__WHAT TO DO__:
Repeat exactly, and only, the lines from the line bearing "For every instance of the sea" through the end of the material. Do not copy the pictures.

__DATA FOR THE TASK__:

-=-=-

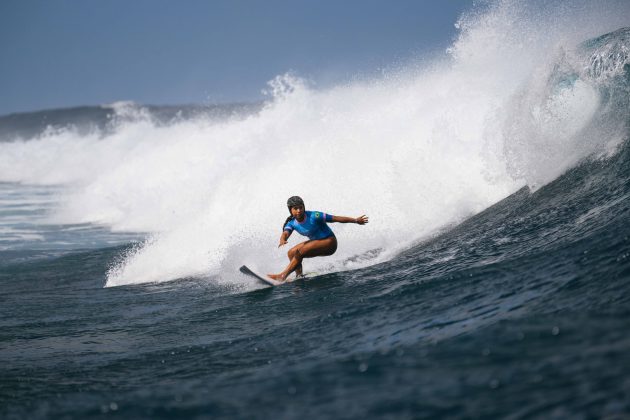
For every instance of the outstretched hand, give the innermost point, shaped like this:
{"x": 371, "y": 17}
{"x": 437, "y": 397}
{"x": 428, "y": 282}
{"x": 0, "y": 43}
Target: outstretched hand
{"x": 362, "y": 219}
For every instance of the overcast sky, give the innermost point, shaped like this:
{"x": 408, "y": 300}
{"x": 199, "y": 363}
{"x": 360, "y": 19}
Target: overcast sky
{"x": 60, "y": 53}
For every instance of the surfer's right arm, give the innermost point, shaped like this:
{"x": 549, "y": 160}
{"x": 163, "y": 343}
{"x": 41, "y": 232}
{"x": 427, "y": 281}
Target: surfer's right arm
{"x": 284, "y": 237}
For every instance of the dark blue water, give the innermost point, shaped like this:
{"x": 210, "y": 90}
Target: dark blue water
{"x": 522, "y": 311}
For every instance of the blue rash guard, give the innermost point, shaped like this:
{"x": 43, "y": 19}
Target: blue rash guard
{"x": 313, "y": 226}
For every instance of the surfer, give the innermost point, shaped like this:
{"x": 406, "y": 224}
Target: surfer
{"x": 312, "y": 224}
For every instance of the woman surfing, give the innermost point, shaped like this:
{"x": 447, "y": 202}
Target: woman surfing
{"x": 312, "y": 224}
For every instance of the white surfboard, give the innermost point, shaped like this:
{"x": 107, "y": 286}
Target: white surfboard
{"x": 261, "y": 277}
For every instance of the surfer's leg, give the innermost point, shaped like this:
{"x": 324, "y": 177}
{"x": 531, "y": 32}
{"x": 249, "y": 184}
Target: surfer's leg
{"x": 308, "y": 249}
{"x": 291, "y": 255}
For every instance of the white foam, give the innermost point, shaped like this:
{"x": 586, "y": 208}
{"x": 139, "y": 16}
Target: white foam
{"x": 417, "y": 149}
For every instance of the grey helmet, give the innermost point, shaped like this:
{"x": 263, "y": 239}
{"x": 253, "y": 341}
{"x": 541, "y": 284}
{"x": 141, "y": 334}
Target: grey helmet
{"x": 294, "y": 201}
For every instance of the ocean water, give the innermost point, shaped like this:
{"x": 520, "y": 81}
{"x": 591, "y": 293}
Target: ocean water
{"x": 493, "y": 280}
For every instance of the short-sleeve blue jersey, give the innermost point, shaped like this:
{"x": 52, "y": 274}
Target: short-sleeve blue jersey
{"x": 313, "y": 226}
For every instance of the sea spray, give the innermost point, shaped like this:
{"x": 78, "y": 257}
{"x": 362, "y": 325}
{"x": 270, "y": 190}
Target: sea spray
{"x": 418, "y": 149}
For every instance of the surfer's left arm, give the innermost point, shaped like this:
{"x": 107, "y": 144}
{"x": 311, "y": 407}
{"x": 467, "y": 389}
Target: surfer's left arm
{"x": 361, "y": 220}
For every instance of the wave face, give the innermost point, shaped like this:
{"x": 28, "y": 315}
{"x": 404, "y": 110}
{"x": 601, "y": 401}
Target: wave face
{"x": 491, "y": 282}
{"x": 514, "y": 104}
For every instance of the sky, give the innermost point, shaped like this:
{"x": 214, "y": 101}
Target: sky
{"x": 64, "y": 53}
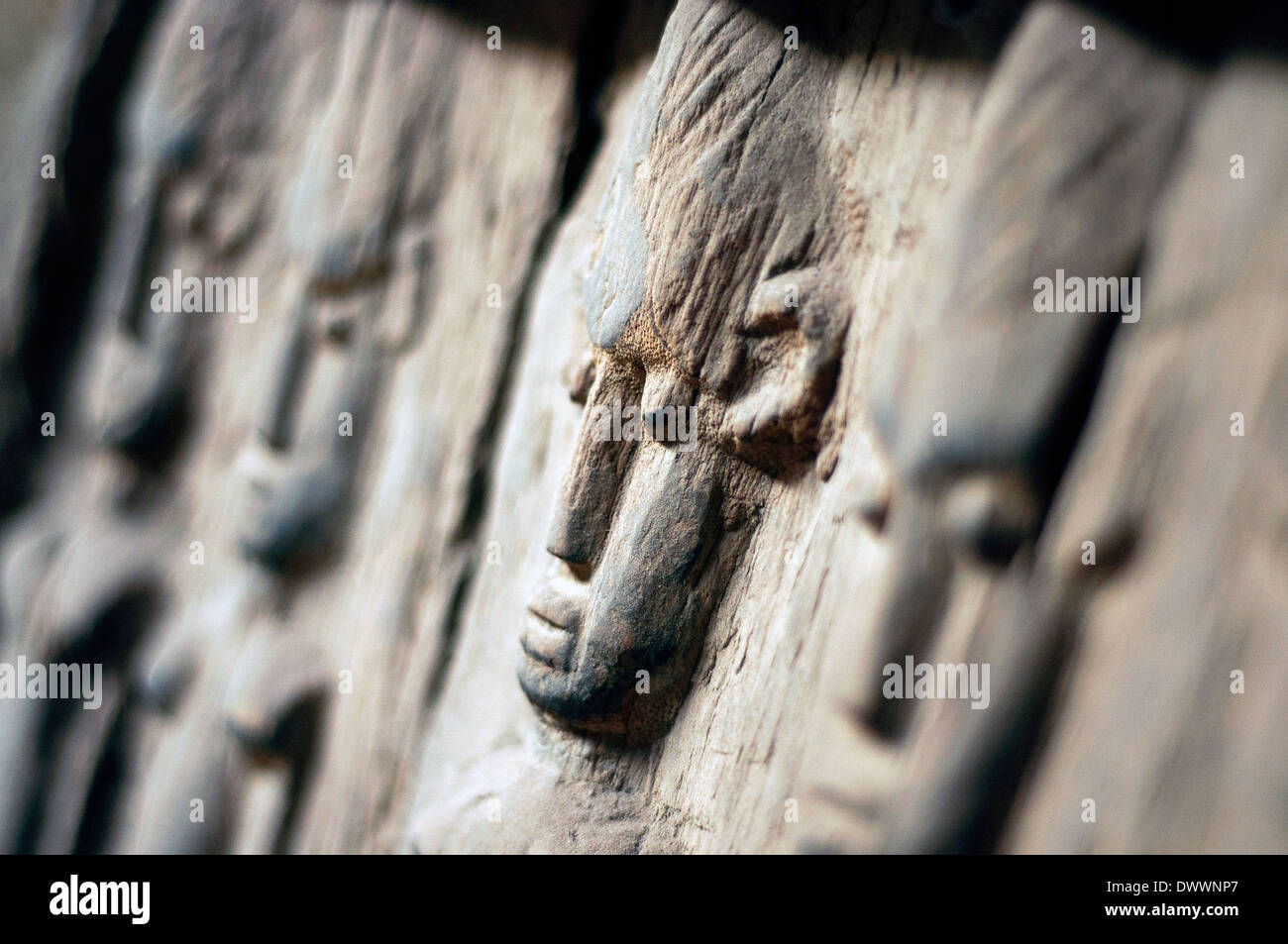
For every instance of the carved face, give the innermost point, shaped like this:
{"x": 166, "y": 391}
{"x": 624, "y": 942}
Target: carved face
{"x": 713, "y": 291}
{"x": 355, "y": 313}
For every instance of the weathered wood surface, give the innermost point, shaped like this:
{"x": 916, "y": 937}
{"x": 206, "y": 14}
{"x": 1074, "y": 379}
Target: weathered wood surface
{"x": 368, "y": 571}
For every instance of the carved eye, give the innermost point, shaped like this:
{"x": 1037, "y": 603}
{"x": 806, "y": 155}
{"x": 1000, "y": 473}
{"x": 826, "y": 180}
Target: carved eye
{"x": 669, "y": 411}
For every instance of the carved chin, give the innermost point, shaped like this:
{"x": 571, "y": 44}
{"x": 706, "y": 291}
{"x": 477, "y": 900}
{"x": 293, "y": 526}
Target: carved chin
{"x": 578, "y": 690}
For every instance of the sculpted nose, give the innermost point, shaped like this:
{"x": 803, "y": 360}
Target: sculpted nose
{"x": 589, "y": 494}
{"x": 585, "y": 509}
{"x": 278, "y": 408}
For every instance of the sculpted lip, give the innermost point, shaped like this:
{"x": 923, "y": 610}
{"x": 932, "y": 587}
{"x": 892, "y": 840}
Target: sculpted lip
{"x": 554, "y": 618}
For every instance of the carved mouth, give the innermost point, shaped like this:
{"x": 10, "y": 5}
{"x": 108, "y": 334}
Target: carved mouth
{"x": 552, "y": 626}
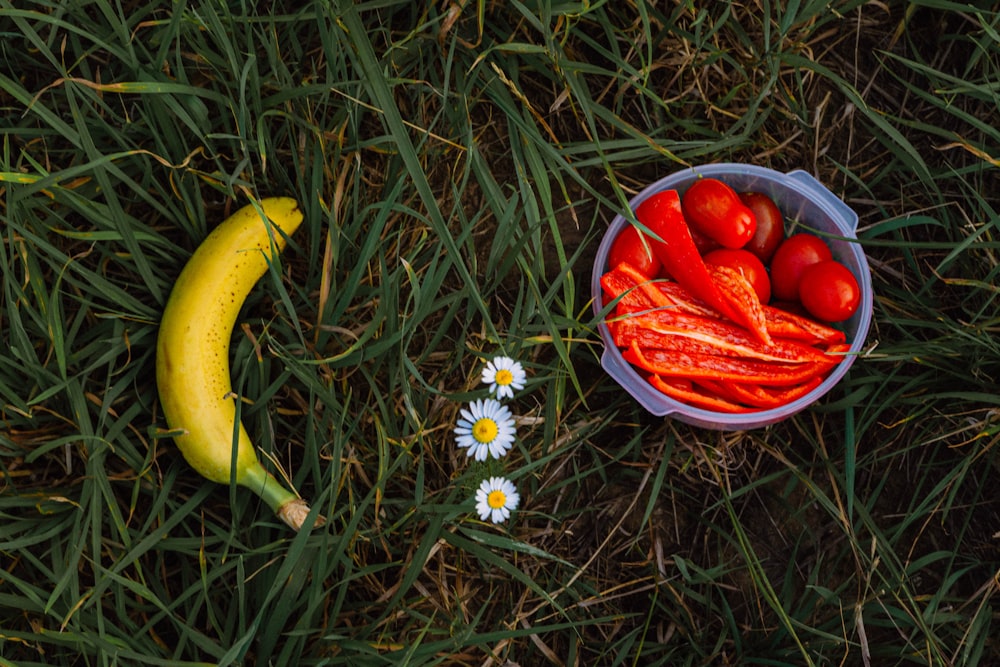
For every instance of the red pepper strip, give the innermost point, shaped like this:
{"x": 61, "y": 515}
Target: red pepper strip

-=-=-

__WRITTEN RESPONSE__:
For every instance of the sea spray, give the innermost point, shaped like this:
{"x": 78, "y": 257}
{"x": 362, "y": 325}
{"x": 270, "y": 190}
Target: sea spray
{"x": 418, "y": 149}
For every instance of the surfer's left arm, give the innermost point, shaped like this:
{"x": 107, "y": 144}
{"x": 311, "y": 407}
{"x": 467, "y": 389}
Target: surfer's left arm
{"x": 361, "y": 220}
For every instance of the wave face, give the innermost point, shaped like this:
{"x": 28, "y": 315}
{"x": 404, "y": 110}
{"x": 601, "y": 401}
Target: wave face
{"x": 491, "y": 282}
{"x": 514, "y": 104}
For every instance of the sky, give the innermost point, shaped like this:
{"x": 214, "y": 101}
Target: sky
{"x": 64, "y": 53}
For every instance of the carved face, give the innermost point, shaped like this:
{"x": 166, "y": 391}
{"x": 624, "y": 942}
Target: carved face
{"x": 713, "y": 291}
{"x": 355, "y": 313}
For every instance of the weathered wood surface, give the innermost point, shaped like this:
{"x": 916, "y": 937}
{"x": 206, "y": 14}
{"x": 1074, "y": 379}
Target: weathered wood surface
{"x": 368, "y": 571}
For every instance of the carved eye, give the innermost point, shaped like this:
{"x": 1037, "y": 603}
{"x": 806, "y": 155}
{"x": 1000, "y": 473}
{"x": 826, "y": 180}
Target: carved eye
{"x": 669, "y": 411}
For every instance of the carved chin, give the innermost point, shaped like this:
{"x": 571, "y": 44}
{"x": 706, "y": 291}
{"x": 477, "y": 900}
{"x": 293, "y": 526}
Target: carved chin
{"x": 578, "y": 690}
For every instance of the sculpted nose, give the innermost point, shaped like this:
{"x": 803, "y": 360}
Target: sculpted nose
{"x": 589, "y": 494}
{"x": 585, "y": 509}
{"x": 278, "y": 408}
For every instance of the sculpted lip, give the innermost point, shaped like this:
{"x": 923, "y": 610}
{"x": 932, "y": 587}
{"x": 892, "y": 840}
Target: sculpted lip
{"x": 554, "y": 618}
For every instance of the carved mouth, give the innermost point, shaped like this:
{"x": 10, "y": 5}
{"x": 108, "y": 334}
Target: carved mouth
{"x": 552, "y": 626}
For every instance of the red pepper strip, give the innermost point, shaped like this:
{"x": 61, "y": 515}
Target: red pepper strip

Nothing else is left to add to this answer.